Copy the data below line for line, without a single change, but leave out the pictures.

— Begin RECORDS TO USE —

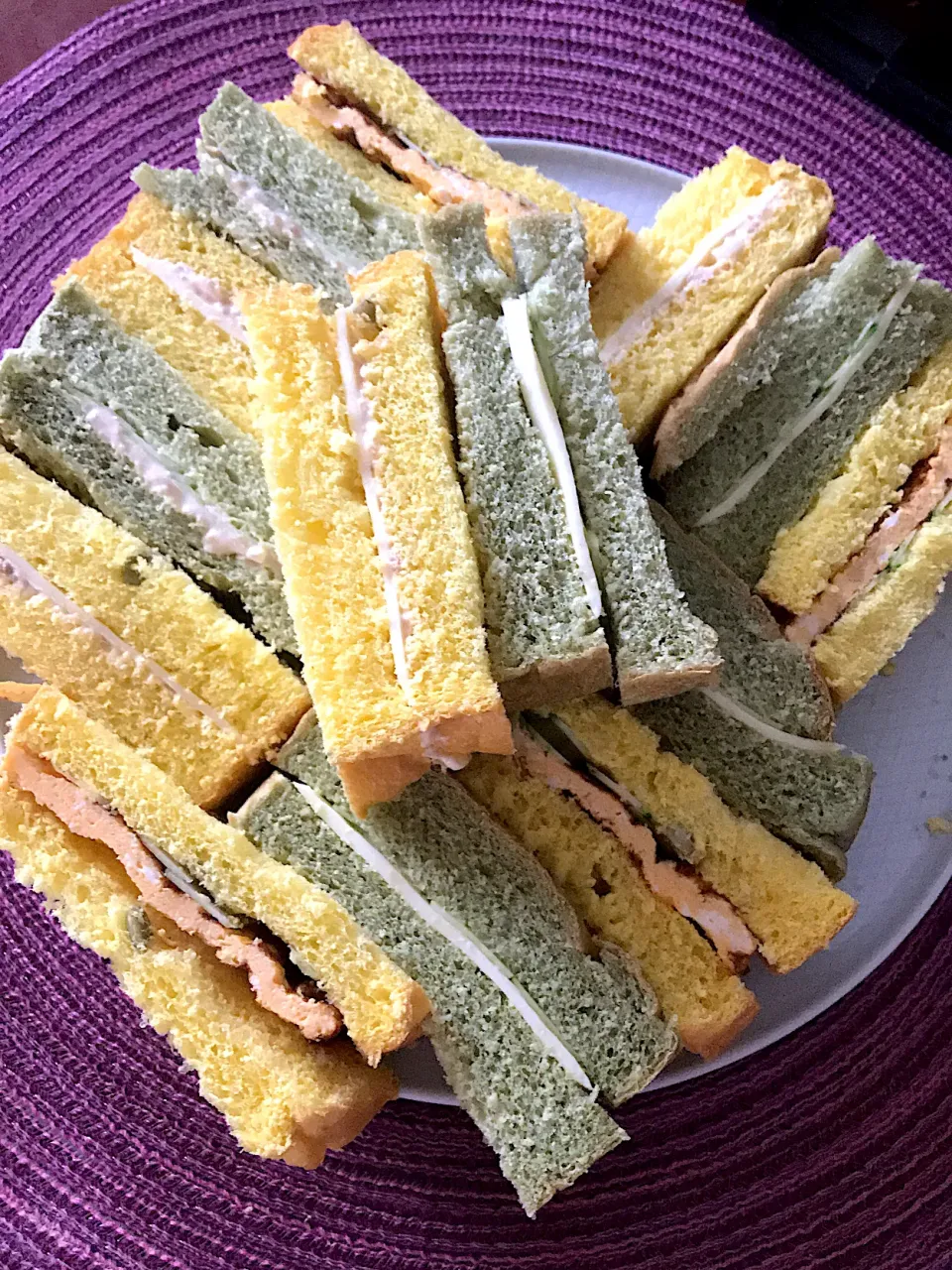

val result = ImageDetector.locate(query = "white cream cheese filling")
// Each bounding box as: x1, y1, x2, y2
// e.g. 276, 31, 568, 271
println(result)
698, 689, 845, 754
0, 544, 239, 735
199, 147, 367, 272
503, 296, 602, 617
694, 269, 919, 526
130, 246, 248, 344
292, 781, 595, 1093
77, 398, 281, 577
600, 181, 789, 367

— End RECORDS TO USE —

## RESPONSE TO THIS TASK
val result = ImageDetector.locate(query = "white cream cheese filling")
// Each bounding box as: x1, y1, x2, y2
// e.g. 276, 31, 568, 271
println(result)
698, 689, 845, 754
0, 544, 239, 735
199, 147, 367, 272
503, 296, 602, 617
694, 269, 919, 526
130, 246, 248, 344
292, 781, 595, 1093
77, 398, 281, 577
600, 181, 789, 367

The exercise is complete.